# What is asked
Rewrite every line from the one holding "Target = distant land on horizon" through the last of the rows below, inclusive, keeping the request lines unchanged. Scale each pixel coordinate in the answers by 1.05 and round it to a whole number, with halves rounding up.

# Dataset rows on where objects appear
___

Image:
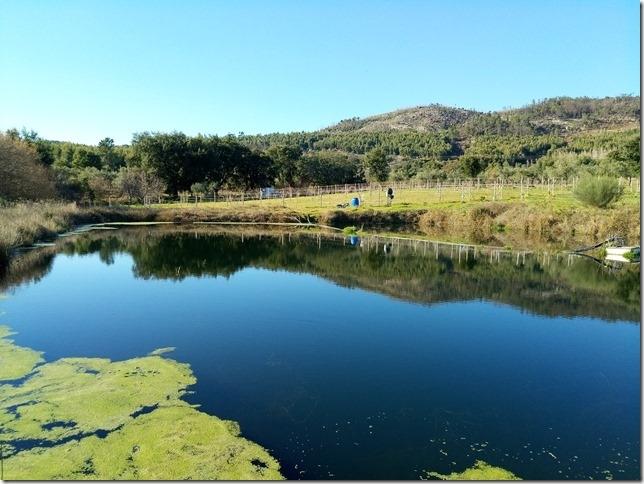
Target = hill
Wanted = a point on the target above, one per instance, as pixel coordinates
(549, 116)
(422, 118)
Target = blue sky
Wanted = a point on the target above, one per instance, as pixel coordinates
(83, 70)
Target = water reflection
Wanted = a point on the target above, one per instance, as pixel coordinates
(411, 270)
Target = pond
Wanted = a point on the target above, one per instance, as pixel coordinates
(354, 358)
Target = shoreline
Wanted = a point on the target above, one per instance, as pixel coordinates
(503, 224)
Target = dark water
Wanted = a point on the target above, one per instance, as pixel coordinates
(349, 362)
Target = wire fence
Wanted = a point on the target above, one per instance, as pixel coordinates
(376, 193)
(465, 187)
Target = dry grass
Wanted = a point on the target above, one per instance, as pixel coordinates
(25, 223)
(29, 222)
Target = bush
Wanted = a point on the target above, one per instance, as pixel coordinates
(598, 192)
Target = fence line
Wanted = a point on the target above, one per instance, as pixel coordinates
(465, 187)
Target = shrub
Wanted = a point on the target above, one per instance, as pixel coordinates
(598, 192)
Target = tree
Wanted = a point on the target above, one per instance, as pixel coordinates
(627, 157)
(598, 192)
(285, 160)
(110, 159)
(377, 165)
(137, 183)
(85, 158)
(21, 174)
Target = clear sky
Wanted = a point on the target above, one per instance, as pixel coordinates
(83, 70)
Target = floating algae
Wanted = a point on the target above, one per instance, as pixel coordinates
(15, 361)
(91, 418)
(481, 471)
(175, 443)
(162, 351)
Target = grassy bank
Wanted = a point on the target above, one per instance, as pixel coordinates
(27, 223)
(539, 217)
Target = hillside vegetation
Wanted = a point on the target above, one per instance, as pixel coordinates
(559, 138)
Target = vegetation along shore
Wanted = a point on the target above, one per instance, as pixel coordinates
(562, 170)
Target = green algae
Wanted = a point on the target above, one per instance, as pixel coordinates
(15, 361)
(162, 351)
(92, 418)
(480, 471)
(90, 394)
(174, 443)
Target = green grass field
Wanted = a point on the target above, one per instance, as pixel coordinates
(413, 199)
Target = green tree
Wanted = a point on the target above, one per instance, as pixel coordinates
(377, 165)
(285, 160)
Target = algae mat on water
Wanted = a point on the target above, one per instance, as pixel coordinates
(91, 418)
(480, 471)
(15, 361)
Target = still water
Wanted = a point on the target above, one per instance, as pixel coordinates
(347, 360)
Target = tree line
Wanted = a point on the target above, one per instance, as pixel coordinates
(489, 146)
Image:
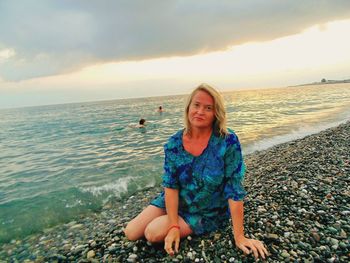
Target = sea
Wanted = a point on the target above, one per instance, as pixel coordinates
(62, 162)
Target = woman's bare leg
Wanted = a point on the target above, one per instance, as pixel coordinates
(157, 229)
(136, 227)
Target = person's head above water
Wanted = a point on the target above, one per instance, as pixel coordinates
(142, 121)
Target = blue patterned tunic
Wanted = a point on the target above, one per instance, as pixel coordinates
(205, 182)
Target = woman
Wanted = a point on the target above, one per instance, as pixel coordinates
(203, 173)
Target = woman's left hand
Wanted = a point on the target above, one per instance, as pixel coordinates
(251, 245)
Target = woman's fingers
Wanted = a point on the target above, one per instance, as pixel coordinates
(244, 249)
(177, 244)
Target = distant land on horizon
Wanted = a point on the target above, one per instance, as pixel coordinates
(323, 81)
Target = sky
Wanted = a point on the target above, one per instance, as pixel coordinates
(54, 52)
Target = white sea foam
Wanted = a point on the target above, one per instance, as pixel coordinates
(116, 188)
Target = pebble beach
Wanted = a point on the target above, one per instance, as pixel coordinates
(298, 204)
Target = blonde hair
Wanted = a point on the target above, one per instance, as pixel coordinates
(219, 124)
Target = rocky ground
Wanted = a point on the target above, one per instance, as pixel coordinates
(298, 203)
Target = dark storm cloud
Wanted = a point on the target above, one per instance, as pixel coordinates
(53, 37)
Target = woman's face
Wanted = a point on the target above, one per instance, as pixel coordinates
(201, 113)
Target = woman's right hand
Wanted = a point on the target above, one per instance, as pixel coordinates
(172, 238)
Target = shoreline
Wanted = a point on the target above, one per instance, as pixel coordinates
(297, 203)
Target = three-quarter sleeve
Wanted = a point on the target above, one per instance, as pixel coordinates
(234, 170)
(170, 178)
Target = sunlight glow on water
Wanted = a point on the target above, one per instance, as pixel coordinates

___

# Reply to the exercise
Target = distant land on horizon
Wanted = a point on the target above, one per instance, as pixel coordinates
(339, 85)
Target = sky
Wanted = a point on the target above, one per instance, as pixel coordinates
(57, 55)
Target = white sea foam
Wanted = a point on the target above, one per instance, as pixel coordinates
(122, 197)
Target = pebble beach
Wanted = a point on the target above, one per instance, as pixel coordinates
(313, 214)
Target = blonde hair
Wanted = a point on the target above, one per instance, as pixel coordinates
(230, 130)
Target = rocky ground
Wanted = a point on the target above, one per instance, as pixel coordinates
(313, 213)
Target = dark storm cloud
Wanted = a point on the target above, one per instance, as pixel coordinates
(56, 39)
Target = woman's face
Wanted = a point on the target above, one per instance, as pixel coordinates
(211, 119)
Target = woman's right hand
Wanted = a point on the target above, one per instance, as pixel coordinates
(181, 250)
Target = shoreline
Wanted = a point on the target above, one per instance, as pixel coordinates
(312, 213)
Target = three-quarter sleeve
Wanted = a point on the target above, one per instance, as pixel coordinates
(246, 179)
(179, 187)
Target = sunlight glow on water
Wanted = a point on the target above, one per instance, as pixel coordinates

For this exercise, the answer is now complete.